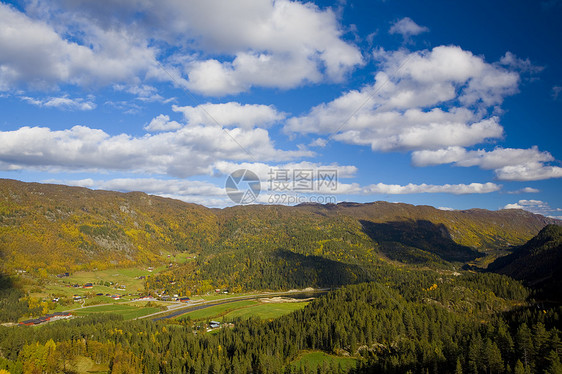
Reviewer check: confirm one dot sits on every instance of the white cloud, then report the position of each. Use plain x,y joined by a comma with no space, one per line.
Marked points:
514,62
162,123
191,150
535,206
36,56
198,192
224,47
531,171
407,28
420,100
556,92
512,164
524,190
264,171
498,158
456,189
231,114
63,102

================

§ **INSTRUCTIONS TO FOLLOW**
Give back the material exactly as written, images excluded.

§ **EXERCISE RESPONSE**
Reviewer check: confirm one dot sits on every instance of the white cloud, then report the position of each. Use plain x,y joined by a comma with no space, one per line.
Marked points:
514,62
162,123
191,150
535,206
36,56
198,192
224,47
531,171
407,28
420,100
556,92
512,164
524,190
264,171
498,158
456,189
231,114
63,102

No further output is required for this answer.